(What is required) Each line of the data should be given again exactly.

Segment Start: Information given

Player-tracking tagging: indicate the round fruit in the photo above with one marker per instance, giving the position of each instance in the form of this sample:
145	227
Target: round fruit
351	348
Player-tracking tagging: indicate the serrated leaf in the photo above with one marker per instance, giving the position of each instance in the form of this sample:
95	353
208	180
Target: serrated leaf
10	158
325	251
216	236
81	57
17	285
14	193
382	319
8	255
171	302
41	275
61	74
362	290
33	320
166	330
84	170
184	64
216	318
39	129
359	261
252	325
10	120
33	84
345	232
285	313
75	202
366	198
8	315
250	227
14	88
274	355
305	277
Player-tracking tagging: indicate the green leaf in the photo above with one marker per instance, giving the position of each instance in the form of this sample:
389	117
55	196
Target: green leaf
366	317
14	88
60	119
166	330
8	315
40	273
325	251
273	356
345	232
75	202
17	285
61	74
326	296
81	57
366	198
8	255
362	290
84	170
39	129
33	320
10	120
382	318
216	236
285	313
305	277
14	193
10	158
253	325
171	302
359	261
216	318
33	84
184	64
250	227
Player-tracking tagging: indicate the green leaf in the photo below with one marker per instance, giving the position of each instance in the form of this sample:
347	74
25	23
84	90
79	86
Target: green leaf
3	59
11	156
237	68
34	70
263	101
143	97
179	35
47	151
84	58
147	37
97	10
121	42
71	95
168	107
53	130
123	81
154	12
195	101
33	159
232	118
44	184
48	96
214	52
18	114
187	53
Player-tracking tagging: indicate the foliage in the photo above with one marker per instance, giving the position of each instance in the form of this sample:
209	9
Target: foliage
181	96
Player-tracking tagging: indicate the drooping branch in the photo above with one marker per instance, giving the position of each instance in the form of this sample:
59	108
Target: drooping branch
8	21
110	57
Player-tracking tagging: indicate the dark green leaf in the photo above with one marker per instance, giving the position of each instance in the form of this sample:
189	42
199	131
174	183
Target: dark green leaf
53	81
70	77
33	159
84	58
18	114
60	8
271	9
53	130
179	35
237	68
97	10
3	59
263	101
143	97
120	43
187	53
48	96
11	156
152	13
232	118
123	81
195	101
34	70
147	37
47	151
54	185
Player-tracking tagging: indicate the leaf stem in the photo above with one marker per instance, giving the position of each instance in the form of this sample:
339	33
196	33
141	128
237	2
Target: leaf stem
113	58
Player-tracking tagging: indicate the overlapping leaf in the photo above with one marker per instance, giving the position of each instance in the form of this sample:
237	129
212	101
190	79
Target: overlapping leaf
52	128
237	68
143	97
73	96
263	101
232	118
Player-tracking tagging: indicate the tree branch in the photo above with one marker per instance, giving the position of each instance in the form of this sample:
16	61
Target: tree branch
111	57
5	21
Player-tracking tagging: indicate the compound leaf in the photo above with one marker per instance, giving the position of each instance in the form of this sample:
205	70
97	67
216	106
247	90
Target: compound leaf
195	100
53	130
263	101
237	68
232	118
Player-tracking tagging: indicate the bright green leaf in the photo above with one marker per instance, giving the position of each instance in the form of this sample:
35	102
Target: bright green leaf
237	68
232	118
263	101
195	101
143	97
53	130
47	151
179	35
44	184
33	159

Segment End: Information given

(Solution to this problem)
Player-tracking tagging: indicate the round fruit in the photo above with one marker per instance, giving the position of each instance in the form of this sample:
145	227
Target: round fruit
351	348
Player-tracking tagging: indicate the serrated leaf in the photo above with one marker per instance, giving the position of each instance in the form of this sample:
95	353
208	180
Target: serrated leaf
10	158
325	251
216	236
81	57
17	285
14	193
382	319
8	255
171	302
41	275
61	74
362	290
33	320
166	330
84	170
184	64
216	318
39	129
359	261
252	325
10	120
33	84
345	232
285	313
75	202
366	198
8	315
250	227
14	88
274	355
305	277
Player-tracking tagging: indicate the green leaf in the photo above with one marker per instance, giving the position of each instance in the form of this sample:
389	117
55	196
Target: green leaf
366	317
14	88
60	119
166	330
8	315
40	273
325	251
273	356
345	232
75	202
17	285
61	74
326	296
81	57
366	198
8	255
362	290
84	170
39	129
33	320
10	120
382	318
216	236
285	313
305	277
14	193
10	158
253	325
171	302
359	261
216	318
33	84
184	64
250	227
Player-tracking tagging: indicate the green leaf in the photo below with one marker per instance, giving the position of each instance in the form of this sample:
347	74
25	23
84	90
79	86
Target: green leaf
3	59
11	156
237	68
34	70
263	101
143	97
179	35
47	151
84	58
147	37
97	10
121	42
71	95
168	107
53	130
123	81
154	12
195	101
33	159
232	118
44	184
48	96
214	52
18	114
187	53
Player-tracking tagging: indicate the foliage in the photo above with one marker per instance, giving the position of each instance in the form of this sample:
209	9
Target: foliage
181	96
Player-tracking tagging: indicate the drooping branch in the photo above with one marker per instance, giving the position of each instance in the form of this sample:
59	108
Target: drooping branch
8	21
110	57
Player-tracking tagging: indicate the dark green leaf in the photo above with one marker per instance, giving the position of each instance in the form of this sample:
189	42
199	131
174	183
Target: dark green leaf
53	81
70	77
33	159
84	58
18	114
60	8
271	9
53	130
179	35
237	68
97	10
3	59
263	101
143	97
120	43
187	53
48	96
11	156
152	13
232	118
123	81
195	101
34	70
147	37
47	151
54	185
Player-tracking tagging: indicate the leaf stem in the photo above with one marker per instance, giving the position of each instance in the form of this sample:
339	33
196	33
141	128
237	2
Target: leaf stem
113	58
Player-tracking tagging: indicate the overlapping leaf in the photo above with one marker per instance, giving the position of each instance in the form of this sample:
237	129
212	101
190	79
Target: overlapping leaf
52	128
237	68
143	97
73	96
263	101
232	118
Player-tracking tagging: indicate the tree branch in the photo above with one marker per instance, giving the position of each instance in the form of this sample:
16	61
Target: tree branch
111	57
5	21
Player-tracking tagging: indicate the compound leaf in the photo above with one marker per instance, giving the position of each instance in the form of this sample:
205	70
97	67
216	106
247	90
Target: compound leaf
195	100
53	130
263	101
237	68
232	118
Player-tracking tagging: indicate the bright green leaf in the photo above with one marker per instance, giving the position of each instance in the form of this sample:
35	102
Target: bright green leaf
237	68
232	118
263	101
195	101
143	97
53	130
47	151
179	35
44	184
33	159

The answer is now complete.